**Short task:**
Copy the listing below line for line, leaving every character unchanged.

**Records supplied:**
+ + + + + + +

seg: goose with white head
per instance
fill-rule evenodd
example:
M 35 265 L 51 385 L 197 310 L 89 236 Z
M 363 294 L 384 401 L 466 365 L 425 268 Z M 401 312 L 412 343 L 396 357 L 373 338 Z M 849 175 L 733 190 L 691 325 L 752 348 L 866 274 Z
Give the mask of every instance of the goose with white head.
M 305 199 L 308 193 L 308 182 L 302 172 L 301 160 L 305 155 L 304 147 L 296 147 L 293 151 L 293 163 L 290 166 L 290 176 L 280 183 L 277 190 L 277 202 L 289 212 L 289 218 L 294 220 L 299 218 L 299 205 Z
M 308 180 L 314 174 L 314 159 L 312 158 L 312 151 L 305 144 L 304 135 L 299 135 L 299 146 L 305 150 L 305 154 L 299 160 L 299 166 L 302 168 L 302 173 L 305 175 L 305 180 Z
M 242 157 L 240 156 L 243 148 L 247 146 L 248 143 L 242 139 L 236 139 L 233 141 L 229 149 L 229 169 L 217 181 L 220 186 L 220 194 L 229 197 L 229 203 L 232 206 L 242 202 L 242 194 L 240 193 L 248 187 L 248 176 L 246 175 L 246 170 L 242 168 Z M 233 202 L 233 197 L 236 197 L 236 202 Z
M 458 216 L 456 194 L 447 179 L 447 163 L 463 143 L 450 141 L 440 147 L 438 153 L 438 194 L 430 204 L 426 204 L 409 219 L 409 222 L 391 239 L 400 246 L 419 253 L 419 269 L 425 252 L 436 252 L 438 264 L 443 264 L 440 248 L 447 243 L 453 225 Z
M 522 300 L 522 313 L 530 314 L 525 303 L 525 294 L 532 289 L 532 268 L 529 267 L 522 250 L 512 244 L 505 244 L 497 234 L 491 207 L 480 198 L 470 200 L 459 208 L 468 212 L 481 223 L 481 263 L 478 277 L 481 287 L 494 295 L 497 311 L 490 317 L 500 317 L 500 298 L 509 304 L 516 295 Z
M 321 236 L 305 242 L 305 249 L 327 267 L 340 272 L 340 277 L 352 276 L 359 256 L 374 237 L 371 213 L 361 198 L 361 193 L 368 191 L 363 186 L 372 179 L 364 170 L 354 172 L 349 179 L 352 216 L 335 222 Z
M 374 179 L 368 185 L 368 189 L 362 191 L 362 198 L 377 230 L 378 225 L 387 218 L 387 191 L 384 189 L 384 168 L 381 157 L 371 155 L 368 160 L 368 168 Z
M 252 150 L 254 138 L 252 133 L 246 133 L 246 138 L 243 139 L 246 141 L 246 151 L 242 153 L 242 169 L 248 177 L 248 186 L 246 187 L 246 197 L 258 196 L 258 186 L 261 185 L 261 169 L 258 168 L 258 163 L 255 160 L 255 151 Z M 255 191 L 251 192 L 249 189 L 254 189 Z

+ + + + + + +

**Answer for this exercise:**
seg: goose with white head
per instance
fill-rule evenodd
example:
M 35 265 L 51 385 L 197 310 L 89 236 Z
M 363 294 L 384 401 L 466 365 L 425 268 Z M 401 312 L 412 343 L 396 357 L 373 338 Z M 849 175 L 733 190 L 691 325 L 752 348 L 866 274 Z
Give the mask of every instance of the goose with white head.
M 305 199 L 308 193 L 308 182 L 302 172 L 301 160 L 305 155 L 304 147 L 296 147 L 293 151 L 293 163 L 290 166 L 290 176 L 280 183 L 277 190 L 277 202 L 289 212 L 289 218 L 294 220 L 299 218 L 299 205 Z
M 308 180 L 314 174 L 314 159 L 312 158 L 312 151 L 305 144 L 304 135 L 299 135 L 299 146 L 305 150 L 305 154 L 299 160 L 299 166 L 302 168 L 302 173 L 305 175 L 305 180 Z
M 242 157 L 240 156 L 243 148 L 247 146 L 248 143 L 242 139 L 236 139 L 233 141 L 229 149 L 229 169 L 217 181 L 220 186 L 220 194 L 229 197 L 229 203 L 232 206 L 242 202 L 242 194 L 240 193 L 248 187 L 248 176 L 246 175 L 246 170 L 242 168 Z M 233 202 L 233 197 L 236 197 L 236 202 Z
M 458 216 L 456 194 L 447 179 L 447 163 L 463 143 L 450 141 L 440 147 L 438 153 L 438 194 L 430 204 L 426 204 L 409 219 L 409 222 L 391 239 L 400 246 L 419 253 L 419 269 L 425 252 L 436 252 L 438 264 L 443 264 L 440 248 L 447 243 L 453 225 Z
M 522 300 L 522 313 L 530 314 L 525 303 L 525 294 L 532 289 L 532 268 L 529 267 L 522 250 L 512 244 L 505 244 L 497 234 L 491 207 L 480 198 L 470 200 L 459 208 L 468 212 L 481 223 L 481 263 L 478 277 L 481 287 L 494 295 L 497 311 L 490 317 L 500 317 L 500 298 L 509 304 L 516 295 Z
M 321 236 L 305 242 L 305 249 L 327 267 L 340 272 L 340 277 L 352 276 L 359 256 L 374 237 L 371 213 L 361 198 L 361 193 L 368 191 L 363 186 L 372 179 L 364 170 L 354 172 L 349 179 L 352 216 L 335 222 Z
M 374 179 L 368 185 L 368 189 L 362 191 L 362 198 L 377 230 L 378 225 L 387 218 L 387 191 L 384 189 L 384 168 L 381 157 L 371 155 L 368 160 L 368 168 Z
M 252 150 L 254 138 L 252 133 L 246 133 L 246 138 L 243 139 L 246 141 L 246 151 L 242 153 L 242 169 L 248 177 L 248 186 L 246 187 L 246 197 L 258 196 L 258 186 L 261 185 L 261 169 L 258 168 L 258 163 L 255 160 L 255 151 Z M 255 191 L 251 192 L 249 189 L 254 189 Z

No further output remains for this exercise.